Supplied text
Dr. Nick Riviera Explains Obamacare
He graduated from Hollywood Upstairs Medical College, thinks “choc-o-tastic” qualifies as a food group, and has a strange habit of jumping out of windows when called to the coroner’s office. He’s also an animated character, for what it’s worth. So what does Dr. Nick Riviera, Springfield’s resident quack on “The Simpsons,” have to do with Obamacare?
As it happens, plenty. Dr. Nick provides a humorous example of what may happen in future years, as cascading reductions in reimbursements due to Obamacare wreak havoc on our health care system—and could make “doctors” like Dr. Nick the only access option for some patients.
Productivity Adjustments Ahead
Most economists consider health care a superior good. That is, as income rises, people want more of it. Moreover, in many cases patients equate price with quality. People generally want the most, and best, health care money can buy, even if the most expensive care does not always equate to the best care. In Springfield, that high-cost care gets provided by giggling physician Dr. Julius Hibbert.
Obamacare included several major changes to reimbursement systems that attempted to change this drive for more, and more expensive, care, but also included arbitrary payment reductions that will lead to abysmally low payment levels. Most notably, the law included so-called “productivity adjustments” to the Medicare formula for hospitals and other providers, reducing the growth of their payments every year.
The CEO of a major hospital trade association admitted back in 2010 that this trade-off—a one-time increase in insured patients for hospitals in exchange for lower payments from Medicare forever—probably didn’t amount to a great deal for his industry in the longer term. Nonpartisan budget experts agree.

Data records
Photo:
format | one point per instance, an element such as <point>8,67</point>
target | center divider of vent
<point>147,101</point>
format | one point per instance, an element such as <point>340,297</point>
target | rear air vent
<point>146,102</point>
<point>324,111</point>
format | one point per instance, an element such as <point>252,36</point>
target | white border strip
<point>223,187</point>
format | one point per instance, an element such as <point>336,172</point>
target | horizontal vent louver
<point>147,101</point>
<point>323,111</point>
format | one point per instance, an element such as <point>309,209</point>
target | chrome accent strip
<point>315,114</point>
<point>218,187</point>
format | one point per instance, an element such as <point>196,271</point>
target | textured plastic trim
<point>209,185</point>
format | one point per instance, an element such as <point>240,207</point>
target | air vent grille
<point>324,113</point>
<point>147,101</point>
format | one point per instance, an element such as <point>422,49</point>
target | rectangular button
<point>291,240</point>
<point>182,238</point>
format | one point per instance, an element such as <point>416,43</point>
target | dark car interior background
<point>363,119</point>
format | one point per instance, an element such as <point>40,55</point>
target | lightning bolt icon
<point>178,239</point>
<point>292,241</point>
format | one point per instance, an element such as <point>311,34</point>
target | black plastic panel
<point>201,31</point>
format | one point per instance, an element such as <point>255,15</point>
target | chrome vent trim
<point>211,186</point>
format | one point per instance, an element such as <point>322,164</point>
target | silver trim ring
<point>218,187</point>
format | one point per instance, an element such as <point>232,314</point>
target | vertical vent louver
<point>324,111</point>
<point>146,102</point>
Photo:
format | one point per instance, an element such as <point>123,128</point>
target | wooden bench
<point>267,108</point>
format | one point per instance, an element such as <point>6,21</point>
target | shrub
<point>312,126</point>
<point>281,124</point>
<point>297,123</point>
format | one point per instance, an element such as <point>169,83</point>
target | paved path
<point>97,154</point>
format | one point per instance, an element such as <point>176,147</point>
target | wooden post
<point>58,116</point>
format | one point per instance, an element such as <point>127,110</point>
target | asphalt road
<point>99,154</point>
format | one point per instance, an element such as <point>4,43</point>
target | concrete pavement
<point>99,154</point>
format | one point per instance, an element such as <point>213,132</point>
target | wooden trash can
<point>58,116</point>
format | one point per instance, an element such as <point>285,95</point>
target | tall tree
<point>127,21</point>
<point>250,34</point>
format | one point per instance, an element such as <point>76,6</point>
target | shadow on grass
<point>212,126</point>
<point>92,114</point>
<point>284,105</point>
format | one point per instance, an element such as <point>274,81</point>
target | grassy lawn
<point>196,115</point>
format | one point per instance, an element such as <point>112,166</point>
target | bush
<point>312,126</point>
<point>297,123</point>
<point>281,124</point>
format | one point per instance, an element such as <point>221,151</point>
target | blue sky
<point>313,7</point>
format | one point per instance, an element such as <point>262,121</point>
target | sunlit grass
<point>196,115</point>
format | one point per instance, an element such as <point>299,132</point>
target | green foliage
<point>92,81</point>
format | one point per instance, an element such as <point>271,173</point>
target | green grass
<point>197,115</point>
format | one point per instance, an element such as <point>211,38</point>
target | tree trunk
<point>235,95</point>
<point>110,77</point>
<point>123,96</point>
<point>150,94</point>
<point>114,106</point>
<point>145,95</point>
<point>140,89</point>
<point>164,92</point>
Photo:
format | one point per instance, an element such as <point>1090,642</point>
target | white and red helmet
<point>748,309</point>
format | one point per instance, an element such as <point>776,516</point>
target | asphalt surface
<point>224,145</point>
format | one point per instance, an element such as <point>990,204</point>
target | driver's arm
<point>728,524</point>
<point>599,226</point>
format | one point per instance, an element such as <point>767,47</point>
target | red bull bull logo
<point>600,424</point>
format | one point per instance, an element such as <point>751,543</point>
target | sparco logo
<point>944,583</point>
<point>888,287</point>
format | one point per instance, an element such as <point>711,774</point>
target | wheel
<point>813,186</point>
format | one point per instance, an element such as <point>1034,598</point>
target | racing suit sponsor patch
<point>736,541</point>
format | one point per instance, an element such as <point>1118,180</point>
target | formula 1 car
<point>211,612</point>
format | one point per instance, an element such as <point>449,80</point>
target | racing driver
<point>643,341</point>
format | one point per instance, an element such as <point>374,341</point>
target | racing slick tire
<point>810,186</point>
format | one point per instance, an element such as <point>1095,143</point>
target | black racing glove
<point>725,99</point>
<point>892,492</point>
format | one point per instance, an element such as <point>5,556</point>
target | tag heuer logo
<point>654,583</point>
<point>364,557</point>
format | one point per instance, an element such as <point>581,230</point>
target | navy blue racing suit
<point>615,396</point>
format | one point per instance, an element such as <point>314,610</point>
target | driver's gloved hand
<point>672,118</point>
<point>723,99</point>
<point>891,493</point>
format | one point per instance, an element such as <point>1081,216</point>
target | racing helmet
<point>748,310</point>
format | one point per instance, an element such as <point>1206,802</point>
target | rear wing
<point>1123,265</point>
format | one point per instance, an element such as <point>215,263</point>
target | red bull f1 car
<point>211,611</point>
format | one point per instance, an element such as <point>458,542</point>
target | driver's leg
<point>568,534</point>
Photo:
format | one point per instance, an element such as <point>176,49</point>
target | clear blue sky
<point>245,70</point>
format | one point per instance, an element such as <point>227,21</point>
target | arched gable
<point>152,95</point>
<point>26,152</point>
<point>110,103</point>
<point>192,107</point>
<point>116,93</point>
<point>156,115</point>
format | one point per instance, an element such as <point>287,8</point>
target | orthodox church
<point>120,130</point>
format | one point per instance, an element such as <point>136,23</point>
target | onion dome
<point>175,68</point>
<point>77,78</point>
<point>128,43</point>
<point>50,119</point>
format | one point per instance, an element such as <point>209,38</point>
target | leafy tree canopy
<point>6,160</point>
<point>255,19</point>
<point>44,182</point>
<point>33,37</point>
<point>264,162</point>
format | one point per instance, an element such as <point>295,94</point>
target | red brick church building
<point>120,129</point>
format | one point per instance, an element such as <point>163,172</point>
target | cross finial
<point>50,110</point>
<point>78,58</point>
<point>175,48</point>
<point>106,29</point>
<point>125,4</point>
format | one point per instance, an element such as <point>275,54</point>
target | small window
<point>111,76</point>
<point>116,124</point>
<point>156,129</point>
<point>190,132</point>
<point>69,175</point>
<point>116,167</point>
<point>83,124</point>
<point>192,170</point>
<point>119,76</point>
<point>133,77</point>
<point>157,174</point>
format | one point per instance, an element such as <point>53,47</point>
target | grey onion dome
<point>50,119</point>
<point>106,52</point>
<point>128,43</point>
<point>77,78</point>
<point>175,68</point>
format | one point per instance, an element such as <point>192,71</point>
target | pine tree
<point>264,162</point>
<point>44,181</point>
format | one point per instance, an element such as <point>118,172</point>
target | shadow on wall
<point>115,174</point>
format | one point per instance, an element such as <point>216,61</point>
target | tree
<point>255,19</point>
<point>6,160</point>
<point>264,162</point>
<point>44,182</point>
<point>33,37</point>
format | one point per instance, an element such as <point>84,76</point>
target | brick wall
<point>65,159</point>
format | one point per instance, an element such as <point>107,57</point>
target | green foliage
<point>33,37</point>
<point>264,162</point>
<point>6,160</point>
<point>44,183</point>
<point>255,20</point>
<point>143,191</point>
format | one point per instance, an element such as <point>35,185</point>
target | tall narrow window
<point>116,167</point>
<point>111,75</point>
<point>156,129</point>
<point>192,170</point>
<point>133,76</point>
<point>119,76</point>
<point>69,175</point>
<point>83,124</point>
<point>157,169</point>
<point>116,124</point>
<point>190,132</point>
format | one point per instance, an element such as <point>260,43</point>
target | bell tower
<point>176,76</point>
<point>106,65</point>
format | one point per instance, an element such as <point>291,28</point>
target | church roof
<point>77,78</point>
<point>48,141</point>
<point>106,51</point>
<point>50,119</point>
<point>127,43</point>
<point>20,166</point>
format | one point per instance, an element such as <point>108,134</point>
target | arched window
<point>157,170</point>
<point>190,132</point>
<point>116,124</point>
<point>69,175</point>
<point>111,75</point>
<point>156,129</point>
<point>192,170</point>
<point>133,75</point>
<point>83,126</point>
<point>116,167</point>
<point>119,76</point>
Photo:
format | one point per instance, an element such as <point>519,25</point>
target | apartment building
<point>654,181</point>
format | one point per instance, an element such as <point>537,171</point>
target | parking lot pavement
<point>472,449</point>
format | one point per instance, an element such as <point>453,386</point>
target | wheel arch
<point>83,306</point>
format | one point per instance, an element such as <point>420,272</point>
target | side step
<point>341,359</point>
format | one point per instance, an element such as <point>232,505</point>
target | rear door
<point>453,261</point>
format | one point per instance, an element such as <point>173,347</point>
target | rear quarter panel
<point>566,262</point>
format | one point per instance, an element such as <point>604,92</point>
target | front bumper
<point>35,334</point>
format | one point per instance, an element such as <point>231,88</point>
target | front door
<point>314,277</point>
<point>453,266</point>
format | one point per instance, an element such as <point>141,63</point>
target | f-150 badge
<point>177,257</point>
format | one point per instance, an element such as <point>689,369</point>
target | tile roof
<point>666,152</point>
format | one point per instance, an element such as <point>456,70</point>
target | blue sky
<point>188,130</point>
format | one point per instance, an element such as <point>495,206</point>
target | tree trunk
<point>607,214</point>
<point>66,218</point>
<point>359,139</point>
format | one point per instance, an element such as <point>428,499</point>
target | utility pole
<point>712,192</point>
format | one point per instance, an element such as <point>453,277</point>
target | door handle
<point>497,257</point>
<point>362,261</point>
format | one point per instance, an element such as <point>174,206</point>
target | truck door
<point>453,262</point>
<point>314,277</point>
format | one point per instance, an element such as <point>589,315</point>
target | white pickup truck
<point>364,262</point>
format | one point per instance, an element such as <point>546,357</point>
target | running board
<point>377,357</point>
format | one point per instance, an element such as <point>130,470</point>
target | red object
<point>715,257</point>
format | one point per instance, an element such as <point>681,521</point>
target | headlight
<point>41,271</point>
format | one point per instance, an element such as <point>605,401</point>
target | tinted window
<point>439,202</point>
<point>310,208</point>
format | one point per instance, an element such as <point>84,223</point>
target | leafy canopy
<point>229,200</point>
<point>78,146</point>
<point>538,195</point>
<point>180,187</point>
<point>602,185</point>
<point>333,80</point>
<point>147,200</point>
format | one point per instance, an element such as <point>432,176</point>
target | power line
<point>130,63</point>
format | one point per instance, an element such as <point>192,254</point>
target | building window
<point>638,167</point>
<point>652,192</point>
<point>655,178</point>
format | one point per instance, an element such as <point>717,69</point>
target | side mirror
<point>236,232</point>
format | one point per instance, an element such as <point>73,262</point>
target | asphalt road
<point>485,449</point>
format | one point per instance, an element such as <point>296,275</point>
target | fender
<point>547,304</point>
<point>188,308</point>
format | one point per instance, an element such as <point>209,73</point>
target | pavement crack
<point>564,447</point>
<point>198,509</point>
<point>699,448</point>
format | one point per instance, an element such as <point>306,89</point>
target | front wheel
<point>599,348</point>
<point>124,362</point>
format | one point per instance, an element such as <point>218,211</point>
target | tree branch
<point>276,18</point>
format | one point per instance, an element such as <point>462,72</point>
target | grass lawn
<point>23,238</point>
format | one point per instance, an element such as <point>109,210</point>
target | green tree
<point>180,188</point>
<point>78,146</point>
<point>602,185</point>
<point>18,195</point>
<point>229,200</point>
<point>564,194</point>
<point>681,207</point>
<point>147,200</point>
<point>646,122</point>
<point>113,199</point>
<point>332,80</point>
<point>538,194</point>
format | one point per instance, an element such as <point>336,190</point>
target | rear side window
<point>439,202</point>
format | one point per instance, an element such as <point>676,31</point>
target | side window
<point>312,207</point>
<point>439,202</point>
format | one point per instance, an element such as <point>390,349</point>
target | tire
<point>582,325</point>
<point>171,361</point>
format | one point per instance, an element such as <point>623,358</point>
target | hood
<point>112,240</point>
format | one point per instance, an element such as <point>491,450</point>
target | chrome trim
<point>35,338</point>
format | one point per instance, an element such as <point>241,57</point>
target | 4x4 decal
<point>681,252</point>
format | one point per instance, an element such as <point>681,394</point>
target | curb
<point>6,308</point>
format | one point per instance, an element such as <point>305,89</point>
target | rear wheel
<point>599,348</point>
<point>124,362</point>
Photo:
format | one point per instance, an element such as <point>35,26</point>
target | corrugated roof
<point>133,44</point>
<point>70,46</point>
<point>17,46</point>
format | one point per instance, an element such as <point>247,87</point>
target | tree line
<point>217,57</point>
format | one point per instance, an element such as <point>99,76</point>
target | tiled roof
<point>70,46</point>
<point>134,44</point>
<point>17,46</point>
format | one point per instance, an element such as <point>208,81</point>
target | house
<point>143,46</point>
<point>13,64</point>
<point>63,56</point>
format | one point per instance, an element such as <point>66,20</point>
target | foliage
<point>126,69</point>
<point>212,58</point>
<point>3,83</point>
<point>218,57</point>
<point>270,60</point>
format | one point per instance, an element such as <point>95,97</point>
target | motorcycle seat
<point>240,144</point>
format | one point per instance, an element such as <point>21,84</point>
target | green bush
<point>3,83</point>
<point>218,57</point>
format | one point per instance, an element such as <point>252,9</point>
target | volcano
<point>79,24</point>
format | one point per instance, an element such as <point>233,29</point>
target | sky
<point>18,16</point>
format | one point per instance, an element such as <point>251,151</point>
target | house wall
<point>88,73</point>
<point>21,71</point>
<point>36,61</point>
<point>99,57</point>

The problem
Resume the Dr. Nick Riviera and Obamacare piece, starting right after its last sentence.

Task response
The Congressional Budget Office in September 2016 released an analysis showing the Obamacare productivity adjustments could more than double the number of unprofitable hospitals nationwide by 2025. In the longer term, the independent Medicare actuary believes that the productivity adjustments will become unsustainable. As Medicare payment levels keep dropping relative to private insurance, they will make 70 percent of skilled nursing facilities and 80 percent of home health agencies unprofitable, “raising the prospect of access and quality-of-care issues for Medicare beneficiaries.”
Although set by another formula—one created in 2015 rather than in Obamacare itself—Medicare physician payment rates face the same dilemma, as simulations also project payments to decline substantially over time when compared to other forms of coverage.
‘You’ve Tried the Best—Now Try the Rest!’
Into this payment breach steps none other than Dr. Nick Riviera. In season three of “The Simpsons,” the title family had to rely on Dr. Nick to perform open-heart surgery on Homer. Because Homer’s insurance wouldn’t cover the operation, the family turned to Dr. Nick upon seeing his television ad, in which he pledged to undertake any surgery for the ridiculously low price of $129.95. (“Call 1-600-DOCTORB—The B is for bargain!”)
The following scenes show an inept Dr. Nick attempting to learn bypass surgery on the fly. Only a well-timed intervention from smarty-pants daughter Lisa allows Dr. Nick to complete the surgery successfully, resulting in a happy ending for the Simpson clan.
Coming to a Hospital Near You?
Liberals might argue that this episode makes the case for Obamacare, by preventing the kind of care denials that led Homer to Dr. Nick in the first place. But in reality, Obamacare insurance plans currently provide increasingly narrow provider networks that could impede access to care. Moreover, the law’s productivity adjustments, by making hospitals and other providers unprofitable, will increasingly limit access to care for seniors in Medicare over time.
Democrats claim Obamacare made no changes to Medicare, and that reducing reimbursement levels amounts to no more than cutting “waste” out of the system. “Your guaranteed benefits won’t change,” House Minority Leader Nancy Pelosi argues.
That argument only holds merit to the extent that providers will accept lower and lower reimbursement levels in perpetuity. Medicare could lower payments for all surgeries to $129.95, but I doubt anyone other than our good friend Dr. Nick will perform them at that price.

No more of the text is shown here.